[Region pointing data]
=== Begin Enclosure ===
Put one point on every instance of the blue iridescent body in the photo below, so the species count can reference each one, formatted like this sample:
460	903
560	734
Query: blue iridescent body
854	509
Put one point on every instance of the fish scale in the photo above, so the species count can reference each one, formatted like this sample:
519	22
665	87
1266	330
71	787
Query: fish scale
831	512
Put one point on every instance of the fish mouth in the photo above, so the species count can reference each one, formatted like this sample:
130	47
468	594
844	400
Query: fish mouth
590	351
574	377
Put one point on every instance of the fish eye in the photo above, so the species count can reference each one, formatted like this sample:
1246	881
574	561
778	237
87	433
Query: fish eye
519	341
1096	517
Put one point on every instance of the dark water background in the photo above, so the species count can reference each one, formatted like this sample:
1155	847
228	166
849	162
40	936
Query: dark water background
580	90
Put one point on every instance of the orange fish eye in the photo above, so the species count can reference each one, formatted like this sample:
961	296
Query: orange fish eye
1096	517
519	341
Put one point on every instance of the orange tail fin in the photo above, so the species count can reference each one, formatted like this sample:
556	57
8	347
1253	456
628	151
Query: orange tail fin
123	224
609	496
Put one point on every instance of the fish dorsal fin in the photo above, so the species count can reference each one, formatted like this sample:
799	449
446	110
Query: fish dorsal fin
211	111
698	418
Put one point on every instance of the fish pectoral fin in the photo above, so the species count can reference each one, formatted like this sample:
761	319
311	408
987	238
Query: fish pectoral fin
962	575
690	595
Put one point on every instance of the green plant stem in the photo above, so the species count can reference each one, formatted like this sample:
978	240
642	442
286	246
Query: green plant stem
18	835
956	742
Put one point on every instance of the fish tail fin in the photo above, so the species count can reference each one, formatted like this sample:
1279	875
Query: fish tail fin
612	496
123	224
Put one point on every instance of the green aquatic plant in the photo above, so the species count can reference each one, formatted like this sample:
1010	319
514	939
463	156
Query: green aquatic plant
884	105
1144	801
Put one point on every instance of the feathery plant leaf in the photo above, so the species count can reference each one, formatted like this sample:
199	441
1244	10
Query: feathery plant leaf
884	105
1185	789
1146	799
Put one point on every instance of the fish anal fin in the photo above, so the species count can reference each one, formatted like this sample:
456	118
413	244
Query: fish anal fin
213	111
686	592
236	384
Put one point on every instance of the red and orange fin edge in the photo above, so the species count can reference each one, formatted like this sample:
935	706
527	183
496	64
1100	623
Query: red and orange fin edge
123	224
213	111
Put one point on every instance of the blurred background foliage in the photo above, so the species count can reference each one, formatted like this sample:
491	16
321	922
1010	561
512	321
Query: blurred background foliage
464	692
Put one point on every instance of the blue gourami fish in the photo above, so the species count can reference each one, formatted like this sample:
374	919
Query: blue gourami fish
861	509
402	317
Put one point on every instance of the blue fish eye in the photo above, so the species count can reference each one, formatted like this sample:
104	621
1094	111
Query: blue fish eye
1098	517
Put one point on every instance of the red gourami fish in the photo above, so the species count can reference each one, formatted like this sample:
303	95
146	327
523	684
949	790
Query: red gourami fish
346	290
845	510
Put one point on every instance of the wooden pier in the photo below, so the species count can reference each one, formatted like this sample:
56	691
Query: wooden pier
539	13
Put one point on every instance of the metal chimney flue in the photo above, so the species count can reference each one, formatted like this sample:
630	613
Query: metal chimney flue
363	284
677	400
=== End Enclosure ===
**ASSIGNMENT**
Lines above that contain the string "below" make up the answer.

**SOLUTION**
Put one point on every instance of the blue iridescent body in the photo below, so the species count can reference each one, formatted like this sample:
Put one point on every instance of the wooden pier in the photo below, so the species count can reference each one, formatted like this sample:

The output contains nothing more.